Requirement a: Which lines in the rows below contain the word "distant"? Pull out each of those lines whole.

-- START OF Passage provided --

# CSS V1 Build



## Wiggle (Sep 21, 2013)

Got started on my CSS V1s this weekend. I was out at my parent's place and dad has a garage c/w with most tools we need and, more importantly, better woodworking experience. 

Doing the main cuts:









Assembling Crossovers:









Crossover Sitting in speaker, binding posts installed and mock up of front panel:









Testing speaker crossover:









Remaining to do:
Braces, secure crossover (after a more final test), cut holes for drivers and ports, mount front panel, paint and finish.

Will post more updates when I push forward more, I plan to get in next week to finish. We had alot of MDF left over so we also did all the main panel cuts for a set of V2-T  May also develop those a little further next week if I have more time after completing the V1s.


----------



## Wiggle (Sep 21, 2013)

Quick question for the driver mounting. I plan on picking up one of these jigs: http://www.leevalley.com/en/wood/page.aspx?p=40970&cat=1,43000,43001

I am borrowing a plunge router from a friend (need to confirm this jig fits, worst case I buy a router myself). Maybe I'm not picturing how this works completely but will I be able to cut a hole small enough for the tweeter and 2" port using this? The jig is rated that small but does the body of the router interfere with that?

-- END OF Passage provided --

Requirement b: Can you carry on the speaker build thread above, starting right after its last sentence?

-- START OF Input --

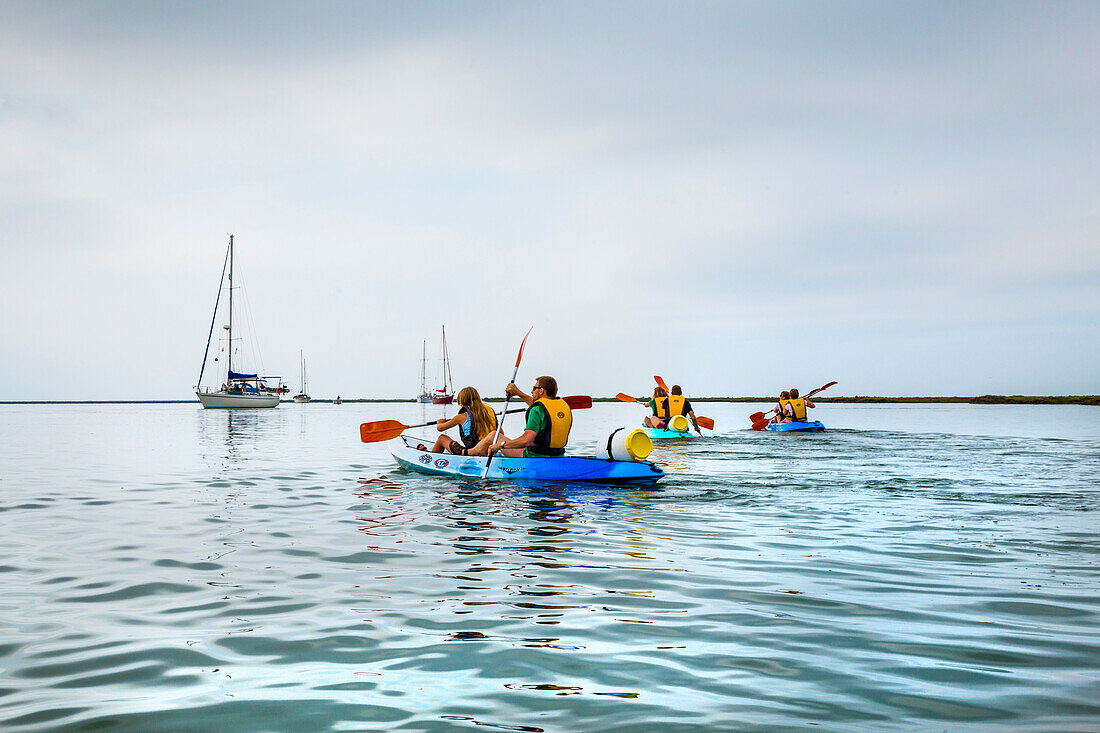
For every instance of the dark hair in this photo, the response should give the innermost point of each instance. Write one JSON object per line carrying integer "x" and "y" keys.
{"x": 548, "y": 383}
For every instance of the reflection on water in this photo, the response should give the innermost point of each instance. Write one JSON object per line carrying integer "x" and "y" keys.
{"x": 189, "y": 569}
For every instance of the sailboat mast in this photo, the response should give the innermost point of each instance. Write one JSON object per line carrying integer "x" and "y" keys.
{"x": 447, "y": 367}
{"x": 230, "y": 305}
{"x": 424, "y": 365}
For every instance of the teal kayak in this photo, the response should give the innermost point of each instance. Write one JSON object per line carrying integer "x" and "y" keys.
{"x": 664, "y": 434}
{"x": 793, "y": 427}
{"x": 567, "y": 468}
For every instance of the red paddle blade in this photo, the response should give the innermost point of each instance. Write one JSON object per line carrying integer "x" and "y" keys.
{"x": 579, "y": 402}
{"x": 824, "y": 386}
{"x": 381, "y": 430}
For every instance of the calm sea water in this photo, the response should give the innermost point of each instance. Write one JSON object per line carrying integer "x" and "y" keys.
{"x": 928, "y": 568}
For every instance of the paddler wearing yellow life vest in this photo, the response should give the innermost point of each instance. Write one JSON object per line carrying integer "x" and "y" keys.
{"x": 677, "y": 404}
{"x": 660, "y": 412}
{"x": 548, "y": 423}
{"x": 796, "y": 406}
{"x": 780, "y": 408}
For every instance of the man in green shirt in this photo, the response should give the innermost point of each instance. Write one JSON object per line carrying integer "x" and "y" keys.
{"x": 549, "y": 420}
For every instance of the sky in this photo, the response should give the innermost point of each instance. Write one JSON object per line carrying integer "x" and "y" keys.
{"x": 740, "y": 197}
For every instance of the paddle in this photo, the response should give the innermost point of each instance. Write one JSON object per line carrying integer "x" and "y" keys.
{"x": 380, "y": 430}
{"x": 760, "y": 419}
{"x": 499, "y": 423}
{"x": 700, "y": 420}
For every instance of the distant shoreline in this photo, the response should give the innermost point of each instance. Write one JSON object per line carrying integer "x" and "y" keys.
{"x": 981, "y": 400}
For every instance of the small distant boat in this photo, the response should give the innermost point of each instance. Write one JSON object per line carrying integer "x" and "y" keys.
{"x": 564, "y": 468}
{"x": 425, "y": 396}
{"x": 304, "y": 394}
{"x": 446, "y": 394}
{"x": 795, "y": 427}
{"x": 240, "y": 389}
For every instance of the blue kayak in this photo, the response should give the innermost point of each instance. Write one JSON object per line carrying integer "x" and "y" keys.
{"x": 664, "y": 434}
{"x": 567, "y": 468}
{"x": 792, "y": 427}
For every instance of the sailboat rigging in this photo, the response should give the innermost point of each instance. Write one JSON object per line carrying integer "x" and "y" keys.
{"x": 239, "y": 389}
{"x": 444, "y": 395}
{"x": 304, "y": 394}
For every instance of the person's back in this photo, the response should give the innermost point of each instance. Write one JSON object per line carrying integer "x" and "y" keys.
{"x": 782, "y": 413}
{"x": 677, "y": 404}
{"x": 551, "y": 419}
{"x": 798, "y": 406}
{"x": 657, "y": 404}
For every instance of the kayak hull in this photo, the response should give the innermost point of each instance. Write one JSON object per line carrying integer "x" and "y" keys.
{"x": 796, "y": 427}
{"x": 567, "y": 468}
{"x": 664, "y": 434}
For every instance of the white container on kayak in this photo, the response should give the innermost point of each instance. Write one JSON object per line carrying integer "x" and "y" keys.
{"x": 628, "y": 445}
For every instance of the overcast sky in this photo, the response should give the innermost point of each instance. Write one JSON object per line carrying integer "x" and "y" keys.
{"x": 740, "y": 197}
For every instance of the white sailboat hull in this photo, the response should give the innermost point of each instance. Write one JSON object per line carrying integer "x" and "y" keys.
{"x": 211, "y": 400}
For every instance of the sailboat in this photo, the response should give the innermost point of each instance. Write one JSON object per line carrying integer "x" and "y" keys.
{"x": 425, "y": 395}
{"x": 446, "y": 394}
{"x": 304, "y": 395}
{"x": 239, "y": 389}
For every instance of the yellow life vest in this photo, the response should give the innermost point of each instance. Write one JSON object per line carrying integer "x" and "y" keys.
{"x": 551, "y": 441}
{"x": 799, "y": 407}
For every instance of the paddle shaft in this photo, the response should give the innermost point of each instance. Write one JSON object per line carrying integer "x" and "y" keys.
{"x": 507, "y": 398}
{"x": 761, "y": 422}
{"x": 660, "y": 383}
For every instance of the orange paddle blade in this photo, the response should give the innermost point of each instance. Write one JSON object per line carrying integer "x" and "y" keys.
{"x": 381, "y": 430}
{"x": 519, "y": 357}
{"x": 579, "y": 402}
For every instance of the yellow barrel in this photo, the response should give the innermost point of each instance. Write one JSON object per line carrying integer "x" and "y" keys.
{"x": 627, "y": 445}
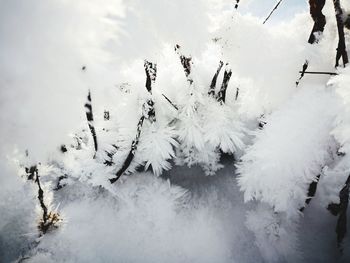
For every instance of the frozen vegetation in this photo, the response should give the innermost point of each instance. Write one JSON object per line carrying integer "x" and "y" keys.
{"x": 174, "y": 131}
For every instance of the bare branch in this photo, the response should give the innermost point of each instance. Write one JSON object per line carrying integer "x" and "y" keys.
{"x": 90, "y": 119}
{"x": 273, "y": 10}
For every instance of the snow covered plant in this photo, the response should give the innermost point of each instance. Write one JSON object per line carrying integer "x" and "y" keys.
{"x": 286, "y": 157}
{"x": 206, "y": 125}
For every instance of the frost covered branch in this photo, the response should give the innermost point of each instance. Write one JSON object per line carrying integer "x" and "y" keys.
{"x": 341, "y": 210}
{"x": 90, "y": 119}
{"x": 148, "y": 112}
{"x": 49, "y": 219}
{"x": 211, "y": 91}
{"x": 316, "y": 7}
{"x": 186, "y": 64}
{"x": 341, "y": 49}
{"x": 273, "y": 10}
{"x": 171, "y": 103}
{"x": 221, "y": 97}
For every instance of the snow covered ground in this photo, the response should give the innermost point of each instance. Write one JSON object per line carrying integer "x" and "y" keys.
{"x": 205, "y": 206}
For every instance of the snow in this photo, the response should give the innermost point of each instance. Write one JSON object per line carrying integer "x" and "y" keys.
{"x": 166, "y": 207}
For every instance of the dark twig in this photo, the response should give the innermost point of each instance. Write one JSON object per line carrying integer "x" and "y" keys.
{"x": 151, "y": 73}
{"x": 171, "y": 103}
{"x": 90, "y": 119}
{"x": 341, "y": 49}
{"x": 273, "y": 10}
{"x": 106, "y": 115}
{"x": 131, "y": 154}
{"x": 186, "y": 64}
{"x": 59, "y": 185}
{"x": 148, "y": 113}
{"x": 49, "y": 219}
{"x": 221, "y": 97}
{"x": 319, "y": 73}
{"x": 302, "y": 72}
{"x": 213, "y": 82}
{"x": 341, "y": 210}
{"x": 236, "y": 5}
{"x": 316, "y": 7}
{"x": 311, "y": 192}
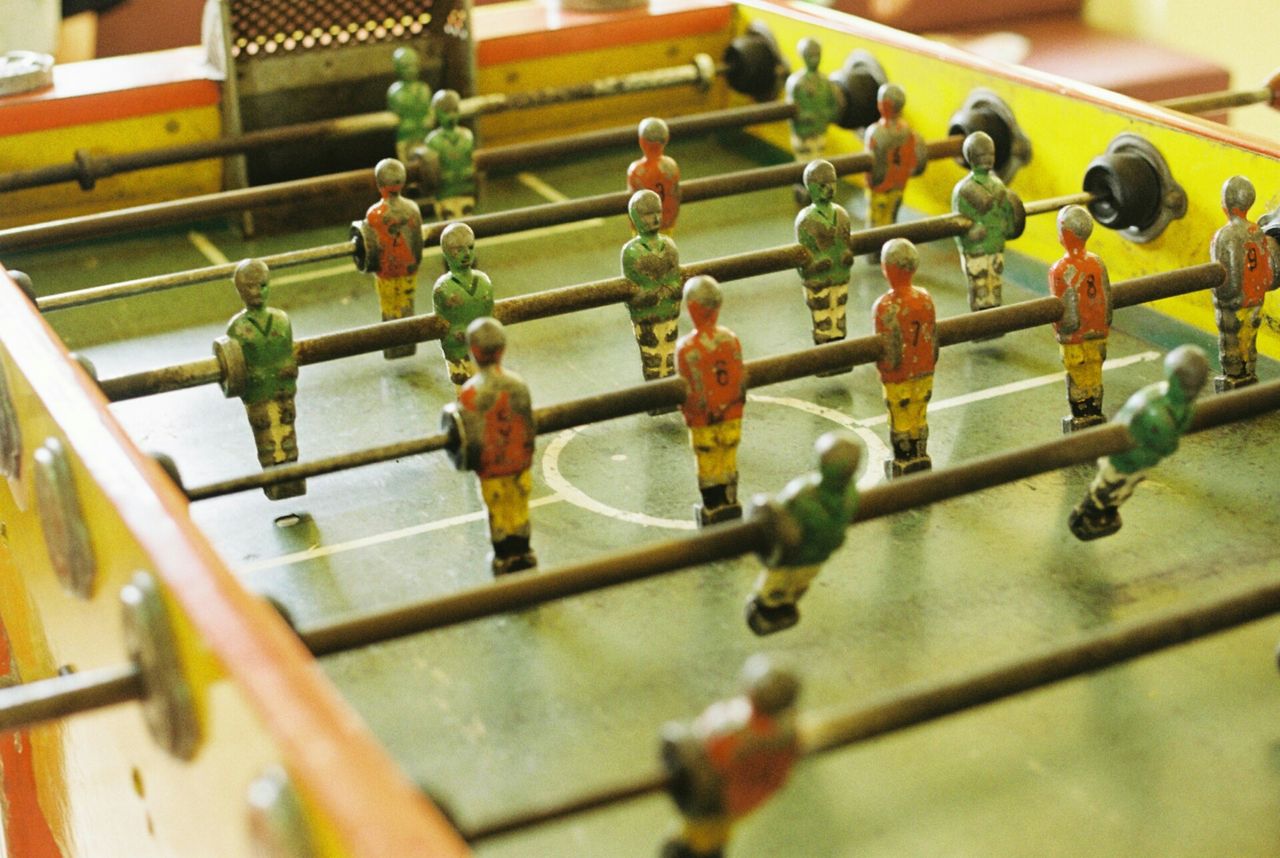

-- END OF Input --

Right answer a:
For every instance of the distant shoreline in this photo, the response should give the innermost point of each instance. Write one JSON object per line carrying integer "x" and "y" keys.
For every instance of the small distant boat in this photo, the response should give the innermost point of each instance. Write one JSON object per line carrying integer "x" and "y" keys.

Right answer b:
----------



## southworth (Oct 7, 2006)

You might want to stand the inductor on the front circuit bord on end and rotate it 90 degrees relative to the inductor on the rear circuit board. You cannot have those two inductors close together on the same magnetic plane - they will effect one another (mutual induction)


----------



## Wiggle (Sep 21, 2013)

Thanks for the reminder, I'll rotate one of those inductors up off the board 90 degrees from the other.


----------



## Wiggle (Sep 21, 2013)

Update, realized I forgot order acoustic foam and damping. Considered finishing build without but decided I'd rather take the extra time and money now to make sure I really get these performing to their full potential. I've ordered the foam and decided to go ahead and order the V2T kit as well  I will start to develop the V2Ts a bit further in parallel and route out all the driver holes and then finish them together when the foam comes in. The V2Ts will replace my Adire Audio HE 10.1s and the V1s will go on PC duty for now. Once I move to a new place (hopefully in the next year) I will add a V2 for center channel and complete a 5.1 rig


----------



## Wiggle (Sep 21, 2013)

Is there any reason not to build the V2 MTM in a 0.5 cf enclosure and run it horizontally as a center channel? It seems like it should match everything else and have the traditional horizontal MTM center arrangement.

The way I am seeing the final setup is:
Front L/R: V2 MLTL
Center: V2 MTM
Surround L/R: V1
Rear (prob down the road): single V2 MTM or single V1

Does this look reasonable? Keeping in mind the V2 MLTL and V1s are already under construction


----------



## Wiggle (Sep 21, 2013)

Added an H-brace, borrowed a plunge router on loan and bought a circle jig, so should be good to wrap up now. Is this an acceptable way to mount the cross over? The inductors would be at a 90 degree angle from each other now.


----------



## Wiggle (Sep 21, 2013)

Pretty much wrapped up  Just needs finishing and paint.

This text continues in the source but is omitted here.